• **Description of the task**:
Copy every line of the material between the lines holding "the blurred swimmer's" and "[(183, 203)]", inclusive, and add 81 to each coordinate in the marked-at points. Leave the sample coordinates unchanged.

• **Supplied records**:
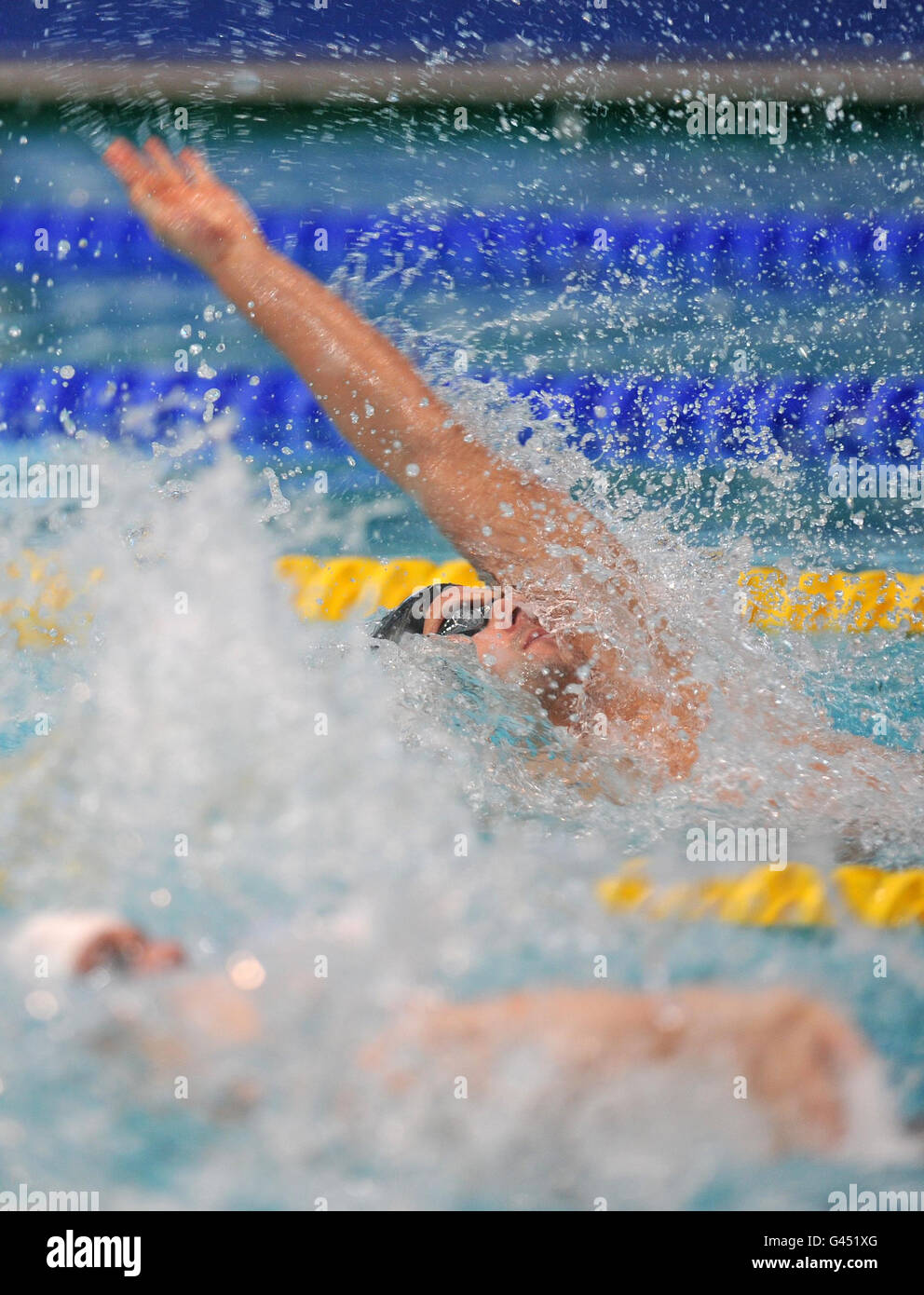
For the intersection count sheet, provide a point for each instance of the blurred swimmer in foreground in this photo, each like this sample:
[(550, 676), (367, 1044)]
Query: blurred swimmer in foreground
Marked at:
...
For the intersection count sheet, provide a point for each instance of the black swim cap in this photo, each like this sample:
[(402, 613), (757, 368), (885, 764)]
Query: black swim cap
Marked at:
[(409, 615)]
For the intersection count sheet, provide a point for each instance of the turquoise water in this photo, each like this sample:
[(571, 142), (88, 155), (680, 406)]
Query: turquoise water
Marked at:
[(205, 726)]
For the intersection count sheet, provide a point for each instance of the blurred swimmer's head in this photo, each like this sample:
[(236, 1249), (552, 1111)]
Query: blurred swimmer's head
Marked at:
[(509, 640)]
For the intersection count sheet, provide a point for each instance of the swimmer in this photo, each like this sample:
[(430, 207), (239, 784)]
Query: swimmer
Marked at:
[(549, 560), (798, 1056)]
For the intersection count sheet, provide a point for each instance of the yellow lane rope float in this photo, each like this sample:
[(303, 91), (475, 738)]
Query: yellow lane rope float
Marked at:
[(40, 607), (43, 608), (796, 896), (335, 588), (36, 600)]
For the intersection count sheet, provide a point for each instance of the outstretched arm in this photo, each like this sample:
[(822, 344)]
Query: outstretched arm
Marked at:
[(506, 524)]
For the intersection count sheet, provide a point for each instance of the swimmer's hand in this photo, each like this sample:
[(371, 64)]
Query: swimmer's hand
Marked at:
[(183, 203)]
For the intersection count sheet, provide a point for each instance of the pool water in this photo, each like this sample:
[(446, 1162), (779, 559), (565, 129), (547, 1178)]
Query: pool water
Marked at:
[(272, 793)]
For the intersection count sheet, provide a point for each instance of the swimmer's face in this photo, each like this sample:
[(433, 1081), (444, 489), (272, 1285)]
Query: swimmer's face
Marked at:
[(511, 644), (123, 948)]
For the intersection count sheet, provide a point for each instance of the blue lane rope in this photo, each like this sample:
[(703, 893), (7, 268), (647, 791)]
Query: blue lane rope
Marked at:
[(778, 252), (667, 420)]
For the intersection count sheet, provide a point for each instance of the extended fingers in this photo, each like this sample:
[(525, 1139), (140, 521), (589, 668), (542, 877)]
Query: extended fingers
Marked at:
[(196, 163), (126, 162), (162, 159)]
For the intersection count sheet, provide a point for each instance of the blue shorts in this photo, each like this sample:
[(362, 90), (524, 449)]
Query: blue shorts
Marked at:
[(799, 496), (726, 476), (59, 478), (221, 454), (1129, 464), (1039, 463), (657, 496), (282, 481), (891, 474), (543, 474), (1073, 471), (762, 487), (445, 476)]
--
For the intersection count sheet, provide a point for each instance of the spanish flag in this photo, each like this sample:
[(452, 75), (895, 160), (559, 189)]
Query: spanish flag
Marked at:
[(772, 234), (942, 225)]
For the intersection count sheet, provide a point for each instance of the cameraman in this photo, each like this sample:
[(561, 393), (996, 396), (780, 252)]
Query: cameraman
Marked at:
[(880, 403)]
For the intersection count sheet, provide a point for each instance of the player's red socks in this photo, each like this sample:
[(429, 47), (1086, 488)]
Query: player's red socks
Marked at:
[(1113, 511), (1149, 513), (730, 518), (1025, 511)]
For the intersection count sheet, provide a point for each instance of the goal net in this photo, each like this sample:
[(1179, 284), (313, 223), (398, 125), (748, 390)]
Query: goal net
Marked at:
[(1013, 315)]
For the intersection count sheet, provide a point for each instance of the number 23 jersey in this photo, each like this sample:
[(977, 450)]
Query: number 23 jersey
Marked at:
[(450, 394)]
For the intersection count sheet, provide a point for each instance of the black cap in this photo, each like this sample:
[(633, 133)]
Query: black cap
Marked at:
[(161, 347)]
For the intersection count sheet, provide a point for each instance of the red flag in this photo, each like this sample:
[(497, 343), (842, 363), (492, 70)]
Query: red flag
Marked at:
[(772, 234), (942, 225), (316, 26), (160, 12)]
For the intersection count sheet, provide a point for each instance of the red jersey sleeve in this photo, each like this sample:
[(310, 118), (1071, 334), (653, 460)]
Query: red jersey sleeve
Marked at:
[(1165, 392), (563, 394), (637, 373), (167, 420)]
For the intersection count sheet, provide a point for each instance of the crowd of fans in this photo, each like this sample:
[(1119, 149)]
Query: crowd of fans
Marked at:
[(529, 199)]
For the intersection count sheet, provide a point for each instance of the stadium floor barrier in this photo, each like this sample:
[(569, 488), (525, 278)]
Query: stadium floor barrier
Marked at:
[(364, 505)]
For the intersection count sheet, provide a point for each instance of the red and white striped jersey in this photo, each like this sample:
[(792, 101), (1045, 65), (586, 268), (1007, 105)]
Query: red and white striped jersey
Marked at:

• **Result of this exercise**:
For the intersection count sheet, provide a point for each instance of the blurred swimmer's head in this photo, each like this sample:
[(236, 1249), (552, 1111)]
Query: blurred swimmer's head
Marked at:
[(590, 721)]
For the intersection count sheet, provide a point for each instance of the swimmer in this photo, each like this sample:
[(430, 207), (239, 784)]
Query: swimmer
Marked at:
[(630, 641), (879, 1137)]
For the intersection count sheet, provide a point for each instance of the yellow lane rope float in this photo, each like this sample:
[(303, 91), (475, 738)]
Query: yellow lane rope float
Marked at:
[(121, 688), (124, 689), (877, 977), (416, 669), (117, 681)]
For the intersection count sheet, provide a point for each instance of the outstretched arm in this photo, each like this sample:
[(822, 344)]
Query: outstretched arm
Marked at:
[(587, 605)]
For the intersection count sheet, provide a point for each instance of the swimmer's hand in this photo, each like this sample:
[(371, 64)]
Query: swimmer's hand
Marked at:
[(264, 284)]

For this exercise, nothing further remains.